◆ **Activity**:
Begin with the line containing "pixel 180 305" and copy every line after it to the end of the entries, exactly, leaving out the lines before it.

◆ **Input for this task**:
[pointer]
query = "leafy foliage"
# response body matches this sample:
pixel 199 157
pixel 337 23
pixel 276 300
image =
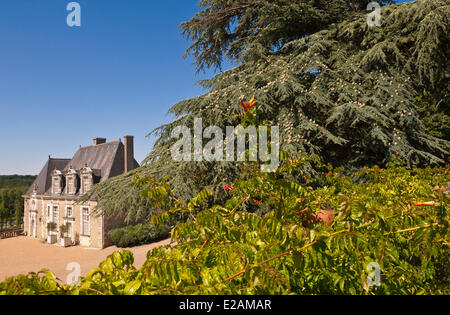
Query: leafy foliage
pixel 350 93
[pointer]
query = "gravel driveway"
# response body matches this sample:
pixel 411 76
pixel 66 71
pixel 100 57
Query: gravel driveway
pixel 22 255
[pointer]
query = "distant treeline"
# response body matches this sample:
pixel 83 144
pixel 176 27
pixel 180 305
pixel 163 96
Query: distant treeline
pixel 12 187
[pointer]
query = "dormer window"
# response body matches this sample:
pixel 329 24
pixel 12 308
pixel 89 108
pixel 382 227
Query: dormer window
pixel 71 182
pixel 86 179
pixel 57 182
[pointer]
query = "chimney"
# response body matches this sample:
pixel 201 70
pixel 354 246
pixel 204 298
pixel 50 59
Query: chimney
pixel 98 141
pixel 128 153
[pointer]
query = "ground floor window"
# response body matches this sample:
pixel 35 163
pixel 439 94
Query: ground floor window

◆ **Problem solution**:
pixel 180 305
pixel 163 96
Query: distant treeline
pixel 12 187
[pointer]
query = "dormer window"
# response body matches this sample:
pixel 329 24
pixel 12 308
pixel 89 108
pixel 382 227
Query: dormer window
pixel 71 182
pixel 86 179
pixel 57 182
[pointer]
query = "chimney"
# response body matches this sample:
pixel 201 70
pixel 354 246
pixel 204 298
pixel 50 59
Query: chimney
pixel 98 141
pixel 128 153
[pointer]
query = "ground floor window"
# response body matches this sample:
pixel 35 163
pixel 439 94
Query: ground floor window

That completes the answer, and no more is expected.